Can you render the stretch from the start of the records through the line containing "x=68, y=310" as a JSON list of strings, one string per line, with blank lines left out?

→ Input data:
________________________
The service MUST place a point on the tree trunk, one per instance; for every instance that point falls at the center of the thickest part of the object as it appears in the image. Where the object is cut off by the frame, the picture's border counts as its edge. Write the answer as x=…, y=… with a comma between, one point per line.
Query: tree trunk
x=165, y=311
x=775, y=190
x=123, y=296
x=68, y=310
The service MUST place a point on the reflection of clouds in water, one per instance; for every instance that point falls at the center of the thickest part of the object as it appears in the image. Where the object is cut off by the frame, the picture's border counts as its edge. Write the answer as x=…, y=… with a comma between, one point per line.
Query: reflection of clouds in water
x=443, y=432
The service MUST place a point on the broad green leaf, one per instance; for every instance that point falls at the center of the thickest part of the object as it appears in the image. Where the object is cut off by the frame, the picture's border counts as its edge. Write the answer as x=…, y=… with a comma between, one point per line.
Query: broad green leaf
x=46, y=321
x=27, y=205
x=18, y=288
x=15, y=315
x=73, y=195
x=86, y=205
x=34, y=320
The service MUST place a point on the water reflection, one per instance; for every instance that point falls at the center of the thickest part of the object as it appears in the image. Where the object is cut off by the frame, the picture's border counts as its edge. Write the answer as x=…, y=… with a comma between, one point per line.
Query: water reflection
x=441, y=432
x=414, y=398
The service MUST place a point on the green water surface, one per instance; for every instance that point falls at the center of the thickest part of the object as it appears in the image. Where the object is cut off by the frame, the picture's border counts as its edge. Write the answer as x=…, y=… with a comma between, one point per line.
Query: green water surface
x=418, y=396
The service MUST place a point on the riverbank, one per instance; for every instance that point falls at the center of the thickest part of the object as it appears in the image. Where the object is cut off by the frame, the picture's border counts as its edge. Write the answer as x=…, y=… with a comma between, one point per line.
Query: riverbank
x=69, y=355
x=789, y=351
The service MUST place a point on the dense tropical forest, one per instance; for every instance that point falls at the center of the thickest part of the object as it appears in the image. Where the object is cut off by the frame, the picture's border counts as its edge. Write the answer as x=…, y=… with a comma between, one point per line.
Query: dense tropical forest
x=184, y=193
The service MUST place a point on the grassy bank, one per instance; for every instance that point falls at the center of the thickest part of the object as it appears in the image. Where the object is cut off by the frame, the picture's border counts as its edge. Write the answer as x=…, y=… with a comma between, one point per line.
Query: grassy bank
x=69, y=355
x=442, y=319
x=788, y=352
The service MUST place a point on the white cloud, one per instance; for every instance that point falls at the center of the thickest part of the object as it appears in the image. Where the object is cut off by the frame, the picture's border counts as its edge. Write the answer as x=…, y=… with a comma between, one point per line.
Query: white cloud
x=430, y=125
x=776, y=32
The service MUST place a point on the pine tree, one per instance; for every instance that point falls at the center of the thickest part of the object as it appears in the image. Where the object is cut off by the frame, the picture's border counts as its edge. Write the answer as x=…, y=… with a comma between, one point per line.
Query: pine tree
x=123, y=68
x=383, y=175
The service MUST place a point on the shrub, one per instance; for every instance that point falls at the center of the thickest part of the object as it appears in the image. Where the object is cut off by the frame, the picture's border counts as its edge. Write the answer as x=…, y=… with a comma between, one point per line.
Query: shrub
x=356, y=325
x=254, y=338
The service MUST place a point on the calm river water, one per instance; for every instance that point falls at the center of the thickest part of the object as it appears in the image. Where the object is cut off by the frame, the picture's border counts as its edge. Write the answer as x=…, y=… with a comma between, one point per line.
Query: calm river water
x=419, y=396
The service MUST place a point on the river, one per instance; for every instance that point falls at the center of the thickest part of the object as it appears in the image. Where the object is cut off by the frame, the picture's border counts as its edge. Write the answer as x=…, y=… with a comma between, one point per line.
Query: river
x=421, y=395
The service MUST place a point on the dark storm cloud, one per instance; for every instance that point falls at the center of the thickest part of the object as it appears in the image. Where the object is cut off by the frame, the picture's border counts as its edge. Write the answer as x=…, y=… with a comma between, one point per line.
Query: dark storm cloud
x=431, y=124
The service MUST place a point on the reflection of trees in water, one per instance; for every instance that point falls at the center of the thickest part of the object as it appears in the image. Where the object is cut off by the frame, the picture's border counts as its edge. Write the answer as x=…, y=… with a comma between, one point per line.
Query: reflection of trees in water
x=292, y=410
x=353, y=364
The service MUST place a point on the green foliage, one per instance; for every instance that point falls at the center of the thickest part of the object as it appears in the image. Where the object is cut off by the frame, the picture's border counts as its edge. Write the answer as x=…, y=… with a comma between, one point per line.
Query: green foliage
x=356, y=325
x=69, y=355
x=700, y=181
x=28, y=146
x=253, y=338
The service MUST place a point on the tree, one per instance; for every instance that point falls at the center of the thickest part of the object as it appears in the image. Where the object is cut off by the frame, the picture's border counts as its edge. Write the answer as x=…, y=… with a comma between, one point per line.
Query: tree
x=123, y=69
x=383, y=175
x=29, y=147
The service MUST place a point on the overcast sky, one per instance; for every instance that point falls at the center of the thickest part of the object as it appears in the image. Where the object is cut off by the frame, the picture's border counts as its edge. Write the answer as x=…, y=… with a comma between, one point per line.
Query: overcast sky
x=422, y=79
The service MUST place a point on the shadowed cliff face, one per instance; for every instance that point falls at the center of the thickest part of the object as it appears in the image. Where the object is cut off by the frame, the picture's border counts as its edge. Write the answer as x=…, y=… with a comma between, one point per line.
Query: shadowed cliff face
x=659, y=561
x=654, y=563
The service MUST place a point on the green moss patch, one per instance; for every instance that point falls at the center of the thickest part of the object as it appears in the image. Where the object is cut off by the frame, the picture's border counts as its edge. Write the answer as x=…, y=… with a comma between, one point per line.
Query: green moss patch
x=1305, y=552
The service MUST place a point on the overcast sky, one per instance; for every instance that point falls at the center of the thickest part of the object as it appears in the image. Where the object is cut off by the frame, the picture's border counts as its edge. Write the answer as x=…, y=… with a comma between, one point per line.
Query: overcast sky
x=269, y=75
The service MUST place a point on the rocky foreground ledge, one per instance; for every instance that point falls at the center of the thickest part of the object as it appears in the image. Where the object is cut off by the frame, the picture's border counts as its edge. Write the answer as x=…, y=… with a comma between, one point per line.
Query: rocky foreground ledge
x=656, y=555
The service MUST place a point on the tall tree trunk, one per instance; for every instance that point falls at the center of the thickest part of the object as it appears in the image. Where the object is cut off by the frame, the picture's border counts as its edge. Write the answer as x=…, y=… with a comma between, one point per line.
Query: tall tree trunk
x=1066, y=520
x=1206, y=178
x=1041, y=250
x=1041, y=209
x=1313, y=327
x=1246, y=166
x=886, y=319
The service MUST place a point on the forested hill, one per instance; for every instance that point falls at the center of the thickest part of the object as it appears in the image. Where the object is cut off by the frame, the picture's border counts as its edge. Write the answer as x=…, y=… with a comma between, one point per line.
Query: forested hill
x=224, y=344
________________________
→ The completed task:
[
  "The service MUST place a point on the tree trunk, one per instance; for every instance that point falls at the center of the thickest part of the object as it appears in the image. Where the object is cut off by the frame, the picture's border counts as its edge. Write the answer as x=…, y=… with a comma between, one point per line.",
  "Query: tree trunk",
  "x=165, y=311",
  "x=775, y=190",
  "x=123, y=296",
  "x=68, y=310"
]